1985. Quelques années après sa naissance, le diagnostic tombe : Malone est atteint d’une maladie que la France apprend tout juste à connaître. Alors que ses parents et son frère, Sulyvane, sont démunis, il se bat avec dignité et s’accroche à un rêve : aller à Barcelone.
Dans la capitale catalane, il va suivre les traces d’une ombre pour se reconstruire.
La critique de Mr K : D’Astrid Monet, j’avais adoré Soleil de cendres paru chez Agullo en 2020, un ouvrage avec une héroïne très touchante, sur fond de crise apocalyptique et un style d’écriture superbe. Quel plaisir donc de retrouver l’auteure pour son dernier né sorti en début d’année chez Fayard. Loin du noir océan s’est révélé être à la hauteur de mes attentes et même plus. Quelle expérience de lecture encore une fois !
Astrid Monet nous propose un récit qui se déroule sur deux époques. D'un côté, on suit l'histoire à travers les yeux de Sulyvane, frère de Malone un jeune homme mort du Sida. Inconsolable, en colère face à un destin tragique et injuste, il part pour Barcelone sur les traces de son frère disparu. Ce dernier avait en effet sur sa table de chevet un guide de voyage sur la ville de Gaudi et rêvait d’y aller. Sulyvane s’y rend donc et erre sans but réel. Il s’interroge beaucoup, se met la tête à l’envers, fait des rencontres mais nul fil conducteur le guide, il se laisse aller sans espoir de remonter un jour à la surface.

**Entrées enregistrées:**
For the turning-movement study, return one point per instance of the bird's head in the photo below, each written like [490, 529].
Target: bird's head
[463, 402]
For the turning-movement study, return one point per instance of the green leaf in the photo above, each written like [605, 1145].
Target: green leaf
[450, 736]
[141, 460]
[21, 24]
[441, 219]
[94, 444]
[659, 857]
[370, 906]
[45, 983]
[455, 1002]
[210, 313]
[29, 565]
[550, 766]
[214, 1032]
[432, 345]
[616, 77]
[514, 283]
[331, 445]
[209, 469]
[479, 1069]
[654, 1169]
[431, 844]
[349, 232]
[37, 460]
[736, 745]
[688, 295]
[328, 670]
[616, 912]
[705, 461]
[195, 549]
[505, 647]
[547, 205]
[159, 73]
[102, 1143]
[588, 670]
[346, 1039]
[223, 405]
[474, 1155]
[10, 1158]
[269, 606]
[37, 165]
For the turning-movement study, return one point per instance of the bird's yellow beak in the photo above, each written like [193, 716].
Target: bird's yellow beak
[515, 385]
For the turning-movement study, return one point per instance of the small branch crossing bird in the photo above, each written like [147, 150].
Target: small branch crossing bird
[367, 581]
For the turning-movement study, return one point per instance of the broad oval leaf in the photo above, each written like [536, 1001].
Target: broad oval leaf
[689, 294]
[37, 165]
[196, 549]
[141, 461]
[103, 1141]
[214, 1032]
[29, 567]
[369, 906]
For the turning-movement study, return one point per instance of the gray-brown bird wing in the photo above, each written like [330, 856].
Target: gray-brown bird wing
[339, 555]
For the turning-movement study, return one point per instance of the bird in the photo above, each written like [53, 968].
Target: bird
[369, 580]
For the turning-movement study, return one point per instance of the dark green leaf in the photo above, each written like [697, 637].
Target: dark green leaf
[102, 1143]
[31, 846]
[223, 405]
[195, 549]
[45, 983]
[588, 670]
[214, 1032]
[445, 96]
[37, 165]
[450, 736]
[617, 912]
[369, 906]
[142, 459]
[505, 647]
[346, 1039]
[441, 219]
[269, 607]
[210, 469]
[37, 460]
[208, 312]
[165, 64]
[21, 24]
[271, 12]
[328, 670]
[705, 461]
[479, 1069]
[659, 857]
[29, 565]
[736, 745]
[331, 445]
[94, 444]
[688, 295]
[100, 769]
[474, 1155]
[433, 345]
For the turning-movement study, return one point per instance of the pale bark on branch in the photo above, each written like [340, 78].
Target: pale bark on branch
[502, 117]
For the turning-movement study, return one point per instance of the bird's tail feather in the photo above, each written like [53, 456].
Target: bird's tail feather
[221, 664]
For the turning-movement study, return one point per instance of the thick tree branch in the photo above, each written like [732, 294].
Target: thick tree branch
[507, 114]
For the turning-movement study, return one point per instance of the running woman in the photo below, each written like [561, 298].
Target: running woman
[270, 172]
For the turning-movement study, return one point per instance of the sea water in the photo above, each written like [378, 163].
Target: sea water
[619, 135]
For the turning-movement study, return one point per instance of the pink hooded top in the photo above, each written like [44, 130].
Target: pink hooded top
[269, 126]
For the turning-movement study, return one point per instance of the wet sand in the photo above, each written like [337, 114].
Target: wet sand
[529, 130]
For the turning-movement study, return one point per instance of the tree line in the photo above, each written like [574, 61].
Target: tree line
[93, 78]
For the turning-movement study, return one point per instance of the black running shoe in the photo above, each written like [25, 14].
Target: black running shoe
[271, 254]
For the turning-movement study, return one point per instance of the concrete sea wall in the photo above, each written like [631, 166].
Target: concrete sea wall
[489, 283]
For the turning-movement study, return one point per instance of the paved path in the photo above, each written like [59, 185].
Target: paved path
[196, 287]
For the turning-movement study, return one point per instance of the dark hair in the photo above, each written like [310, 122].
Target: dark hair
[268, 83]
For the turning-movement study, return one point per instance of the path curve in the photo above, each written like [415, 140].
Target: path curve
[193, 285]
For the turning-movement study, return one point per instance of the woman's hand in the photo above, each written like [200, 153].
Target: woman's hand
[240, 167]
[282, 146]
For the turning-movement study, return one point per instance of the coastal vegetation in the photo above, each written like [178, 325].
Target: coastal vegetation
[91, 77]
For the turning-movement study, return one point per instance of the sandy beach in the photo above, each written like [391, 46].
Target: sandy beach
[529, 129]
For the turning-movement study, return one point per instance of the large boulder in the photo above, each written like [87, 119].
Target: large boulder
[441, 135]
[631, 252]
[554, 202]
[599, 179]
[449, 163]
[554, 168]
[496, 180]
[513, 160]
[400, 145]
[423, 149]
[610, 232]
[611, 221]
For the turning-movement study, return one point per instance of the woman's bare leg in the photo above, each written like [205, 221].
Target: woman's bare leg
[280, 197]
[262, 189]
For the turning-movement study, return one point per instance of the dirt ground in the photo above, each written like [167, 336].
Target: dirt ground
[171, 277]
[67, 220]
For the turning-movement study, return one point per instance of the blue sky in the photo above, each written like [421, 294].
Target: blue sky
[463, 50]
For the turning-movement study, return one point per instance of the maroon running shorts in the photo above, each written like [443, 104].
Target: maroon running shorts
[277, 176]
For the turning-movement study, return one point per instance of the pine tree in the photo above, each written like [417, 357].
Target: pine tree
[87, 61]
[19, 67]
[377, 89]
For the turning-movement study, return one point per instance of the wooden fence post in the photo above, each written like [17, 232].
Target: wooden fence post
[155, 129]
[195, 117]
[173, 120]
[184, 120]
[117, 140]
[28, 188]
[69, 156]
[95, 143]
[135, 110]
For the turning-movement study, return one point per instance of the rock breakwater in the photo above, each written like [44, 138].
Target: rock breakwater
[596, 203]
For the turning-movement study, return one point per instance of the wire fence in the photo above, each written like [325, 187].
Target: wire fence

**Objectif:** Relevez tous les noms de personnes qui figurent dans la critique de roman plus haut.

**Corrigé:** Malone, Sulyvane, Mr K, Astrid Monet, Gaudi